> [Excerpted text]:
****
This is Africa's Time

Published on 24th January 2011

The phenomenal rise of Japan, china, India, Singapore, Taiwan, and Malaysia as economic powerhouses coupled with the discovery of oil and other natural resources in some African countries like Uganda, Ghana, Rwanda, southern Sudan, Kenya, among others is indeed a blessing to Africa.

The rich distribution of natural resources in Africa has triggered massive interest in the continent by developed and emerging economies. India and China’s high economic growth has for instance led to the increase of consumption raw materials, food items and energy. The competition for these resources between the developed and emerging powerful countries in Asia is stiff. Africa can no longer be taken for granted. The continent must thus utilize this advantage as its strongest   negotiating tool to influence events in the global trade

If Africa is to realize the benefits of globalization such as increased export earnings, large volumes of foreign direct investments and micro and macroeconomic stability among others, it has to maximize on comparative advantage in agriculture and natural resources.

The developed economies like Japan, China, India, Taiwan and Malaysia are miles ahead of Africa in terms of technological innovation and inventions. We cannot effectively compete with them in manufacturing. They are already manufacturing many cheap products cheaply. This does not mean that Africa should ignore its manufacturing sector: it should actually promote its flourishment at all cost. Much emphasis must however be directed where comparative advantage is.

Africa is endowed with abundant natural resources like fisheries, arable land, biological diversity, forests, wildlife, minerals, and water. If utilized well, these can change the continent’ lot locally and internationally.

Africa is the only continent that still has millions hectares of arable land estimated at  620 million hectares. This land supports the growth of a variety of natural fruits and cereals which are on high demand in developed and emerging powerful countries. Africa should enable its farmers access interest free loans, good road networks, efficient storage facilities and agro-processing industries for value addition.  

African goats, sheep, cows and natural chicken, are on high demand in Asia and Europe. Africa’s goat meat is sought after in the Arab countries. Current research also reveals that organic agricultural products are preferred over genetically modified products. Africa should tap into this by producing organic products whose demand is steadily rising.
****
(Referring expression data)
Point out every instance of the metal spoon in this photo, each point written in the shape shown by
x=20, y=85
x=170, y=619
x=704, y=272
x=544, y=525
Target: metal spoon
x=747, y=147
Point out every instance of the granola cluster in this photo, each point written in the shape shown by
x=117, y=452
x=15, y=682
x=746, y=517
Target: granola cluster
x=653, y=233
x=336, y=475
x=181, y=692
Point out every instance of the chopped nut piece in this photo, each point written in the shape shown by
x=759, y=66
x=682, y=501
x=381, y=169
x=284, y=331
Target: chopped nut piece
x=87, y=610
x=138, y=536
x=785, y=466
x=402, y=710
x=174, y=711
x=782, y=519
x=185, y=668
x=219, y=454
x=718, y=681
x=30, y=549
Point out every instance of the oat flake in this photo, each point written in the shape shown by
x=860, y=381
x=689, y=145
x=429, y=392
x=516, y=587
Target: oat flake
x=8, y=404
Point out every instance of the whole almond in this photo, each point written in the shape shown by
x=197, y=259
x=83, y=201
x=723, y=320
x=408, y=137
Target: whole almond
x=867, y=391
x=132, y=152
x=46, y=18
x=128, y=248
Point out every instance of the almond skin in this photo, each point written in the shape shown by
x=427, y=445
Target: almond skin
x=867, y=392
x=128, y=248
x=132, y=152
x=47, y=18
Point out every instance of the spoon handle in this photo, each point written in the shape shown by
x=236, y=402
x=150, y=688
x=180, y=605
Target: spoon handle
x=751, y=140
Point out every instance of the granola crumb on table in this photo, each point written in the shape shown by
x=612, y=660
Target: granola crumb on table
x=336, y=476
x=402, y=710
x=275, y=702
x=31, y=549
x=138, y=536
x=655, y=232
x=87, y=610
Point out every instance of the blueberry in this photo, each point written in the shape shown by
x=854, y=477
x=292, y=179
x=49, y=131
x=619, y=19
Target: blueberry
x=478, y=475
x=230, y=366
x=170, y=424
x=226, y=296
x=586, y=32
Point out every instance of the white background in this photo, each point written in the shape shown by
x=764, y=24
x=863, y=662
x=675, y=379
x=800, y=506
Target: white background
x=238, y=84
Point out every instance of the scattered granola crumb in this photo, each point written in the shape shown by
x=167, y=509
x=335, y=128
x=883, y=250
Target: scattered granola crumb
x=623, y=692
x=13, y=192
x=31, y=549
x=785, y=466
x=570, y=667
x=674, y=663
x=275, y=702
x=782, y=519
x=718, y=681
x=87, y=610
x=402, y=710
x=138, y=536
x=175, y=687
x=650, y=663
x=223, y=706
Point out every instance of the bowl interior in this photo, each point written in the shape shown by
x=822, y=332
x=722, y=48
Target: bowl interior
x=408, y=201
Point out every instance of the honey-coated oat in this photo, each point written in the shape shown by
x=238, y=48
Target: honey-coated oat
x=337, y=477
****
> [What the exercise asks]:
Please summarize the article on Africa's economic opportunities in two sentences. These rows come from a different source than the article.

> [Answer to this exercise]:
The rise of Asian economies and the discovery of oil and other natural resources in African countries have created stiff competition for Africa's resources, an advantage the continent must use as its strongest negotiating tool in global trade. Because Africa cannot effectively compete with those economies in manufacturing, it should focus on its comparative advantage in agriculture and natural resources by supporting its farmers and producing organic products, whose demand is steadily rising.